## Problemas a resolver
(1) Responda a estas perguntas sobre o artigo acerca do Hezbollah:
(a) Em que data foi publicado o artigo?
(b) Que tipo de guerra decidiu o Hezbollah empreender?
(c) Que pacto se prevê assinar em dias próximos?
(2) Copie, por favor, sem alterações, o trecho do artigo sobre o Hezbollah que começa em "Os comentadores basbaques" e segue até "dia de amanhã.".
____ Documento
Hezbollah prepara guerra popular de longa duração

Editor / Leila Ghanem — 16 Outubro 2024

“Líbano e Palestina estão a passar pelo período mais sério e decisivo de nossa história”

A brutalidade dos ataques na Palestina e no Líbano, a extensão dos actos de guerra, o desplante terrorista de quem não olha a regras, a impunidade diante das condenações internacionais, tudo isto somado à fanfarronice dos dirigentes de Israel, se for tomado pela aparência e pelo efeito imediato, corre o risco de convencer muita gente de que este novo nazismo encarnado por Israel e patrocinado pelos EUA é imbatível. Olhado o assunto pela base, contudo, é nossa opinião que Israel empreendeu uma fuga em frente na tentativa de evitar o afundamento de um Estado, de natureza colonial, tornado insustentável pelas alterações de forças que o mundo e o Médio Oriente têm presenciado.

Os comentadores basbaques que, diante dos ataques terroristas de Netanyahu, se apressaram a exaltar o “sucesso” de Israel – apagando a barbárie posta à solta e desprezando a revolta que isso causa em todo o mundo – não medem o dia de amanhã.

A decisão do Hezbollah de empreender uma guerra popular prolongada aponta no sentido de desgastar Israel, e com ele o imperialismo ocidental que concentra grande parte das suas forças nesta batalha pelo Médio Oriente. Por outro lado, a capacidade militar demonstrada pelo Irão em atingir alvos militares no interior de Israel (facto sistematicamente escondido da opinião pública ocidental) mostra que o nazismo sionista não enfrenta adversários de pé descalço ou intifadas apenas com pedras e fisgas. Por outro lado, ainda, a assinatura em dias próximos de um pacto de defesa russo-iraniano, que acresce ao auxílio militar já prestado a Teerão, dá conta do empenhamento da Rússia em defender a parceria triangular que tem com o Irão e a China.
________
____ Linhas registadas
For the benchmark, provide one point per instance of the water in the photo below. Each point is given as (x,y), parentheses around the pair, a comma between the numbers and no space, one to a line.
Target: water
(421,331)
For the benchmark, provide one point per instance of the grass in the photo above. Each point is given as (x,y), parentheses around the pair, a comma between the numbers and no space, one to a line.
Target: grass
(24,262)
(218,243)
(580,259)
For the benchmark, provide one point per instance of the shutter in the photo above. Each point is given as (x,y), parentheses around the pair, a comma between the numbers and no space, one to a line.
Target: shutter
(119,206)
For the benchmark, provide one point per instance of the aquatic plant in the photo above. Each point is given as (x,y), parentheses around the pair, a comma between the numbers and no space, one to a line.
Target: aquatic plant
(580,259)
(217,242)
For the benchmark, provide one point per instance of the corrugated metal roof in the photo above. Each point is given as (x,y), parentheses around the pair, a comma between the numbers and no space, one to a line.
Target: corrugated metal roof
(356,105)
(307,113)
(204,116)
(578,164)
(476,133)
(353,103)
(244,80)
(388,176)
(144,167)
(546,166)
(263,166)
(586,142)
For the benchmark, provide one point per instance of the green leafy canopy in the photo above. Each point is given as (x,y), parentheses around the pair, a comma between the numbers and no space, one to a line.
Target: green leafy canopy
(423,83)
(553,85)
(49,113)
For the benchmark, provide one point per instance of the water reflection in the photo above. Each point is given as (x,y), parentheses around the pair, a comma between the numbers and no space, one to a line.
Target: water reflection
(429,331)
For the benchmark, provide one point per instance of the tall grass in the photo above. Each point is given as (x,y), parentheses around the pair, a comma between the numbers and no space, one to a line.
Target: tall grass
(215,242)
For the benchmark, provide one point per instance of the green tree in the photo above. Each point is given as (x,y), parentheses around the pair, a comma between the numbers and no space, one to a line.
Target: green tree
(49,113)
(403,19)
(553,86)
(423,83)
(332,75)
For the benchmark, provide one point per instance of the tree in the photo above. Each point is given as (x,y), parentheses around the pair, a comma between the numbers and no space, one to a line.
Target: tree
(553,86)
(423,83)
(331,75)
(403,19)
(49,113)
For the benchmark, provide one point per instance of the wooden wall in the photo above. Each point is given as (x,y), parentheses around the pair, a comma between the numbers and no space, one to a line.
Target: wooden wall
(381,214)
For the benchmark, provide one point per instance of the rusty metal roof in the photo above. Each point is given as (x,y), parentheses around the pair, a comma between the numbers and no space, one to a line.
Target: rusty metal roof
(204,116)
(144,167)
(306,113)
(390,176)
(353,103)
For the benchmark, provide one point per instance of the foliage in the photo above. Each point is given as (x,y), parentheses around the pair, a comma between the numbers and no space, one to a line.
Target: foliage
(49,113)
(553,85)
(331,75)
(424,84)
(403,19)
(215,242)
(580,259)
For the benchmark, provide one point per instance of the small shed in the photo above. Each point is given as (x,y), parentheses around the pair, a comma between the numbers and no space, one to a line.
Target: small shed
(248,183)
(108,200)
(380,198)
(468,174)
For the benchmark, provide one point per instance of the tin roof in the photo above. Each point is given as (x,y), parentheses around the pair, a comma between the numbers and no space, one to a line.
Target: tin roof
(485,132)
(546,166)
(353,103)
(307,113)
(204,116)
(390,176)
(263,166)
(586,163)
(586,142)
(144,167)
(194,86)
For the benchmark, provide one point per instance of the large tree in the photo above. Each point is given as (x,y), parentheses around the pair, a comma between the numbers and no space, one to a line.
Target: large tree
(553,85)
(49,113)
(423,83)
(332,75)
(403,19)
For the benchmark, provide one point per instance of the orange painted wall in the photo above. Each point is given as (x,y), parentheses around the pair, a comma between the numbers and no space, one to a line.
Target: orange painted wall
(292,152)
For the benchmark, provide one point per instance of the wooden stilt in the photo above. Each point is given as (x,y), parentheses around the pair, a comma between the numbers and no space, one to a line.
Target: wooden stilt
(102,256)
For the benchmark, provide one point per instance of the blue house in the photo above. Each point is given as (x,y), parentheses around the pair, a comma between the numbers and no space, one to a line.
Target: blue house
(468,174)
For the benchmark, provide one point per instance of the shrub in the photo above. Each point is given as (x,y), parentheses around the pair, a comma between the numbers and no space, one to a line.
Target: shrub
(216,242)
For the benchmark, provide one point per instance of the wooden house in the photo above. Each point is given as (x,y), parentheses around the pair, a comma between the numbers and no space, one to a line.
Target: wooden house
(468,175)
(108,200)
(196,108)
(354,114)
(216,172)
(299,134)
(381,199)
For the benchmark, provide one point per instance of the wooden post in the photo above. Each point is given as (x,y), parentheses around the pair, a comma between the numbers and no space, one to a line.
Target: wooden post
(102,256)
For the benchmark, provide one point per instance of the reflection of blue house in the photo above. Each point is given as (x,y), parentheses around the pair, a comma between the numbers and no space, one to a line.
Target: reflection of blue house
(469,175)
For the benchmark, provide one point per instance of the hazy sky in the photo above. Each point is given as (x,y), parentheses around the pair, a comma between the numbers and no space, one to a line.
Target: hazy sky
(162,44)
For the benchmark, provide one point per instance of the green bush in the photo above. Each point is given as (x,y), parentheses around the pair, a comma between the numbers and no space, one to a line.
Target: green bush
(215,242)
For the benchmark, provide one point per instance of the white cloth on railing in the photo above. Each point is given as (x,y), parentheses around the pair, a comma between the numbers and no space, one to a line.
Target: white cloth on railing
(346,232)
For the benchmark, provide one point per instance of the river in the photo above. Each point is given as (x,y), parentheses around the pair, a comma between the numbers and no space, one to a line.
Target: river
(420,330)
________
## Respostas
(1)
(a) 16 Outubro 2024
(b) Uma guerra popular prolongada.
(c) Um pacto de defesa russo-iraniano.

(2)
Os comentadores basbaques que, diante dos ataques terroristas de Netanyahu, se apressaram a exaltar o “sucesso” de Israel – apagando a barbárie posta à solta e desprezando a revolta que isso causa em todo o mundo – não medem o dia de amanhã.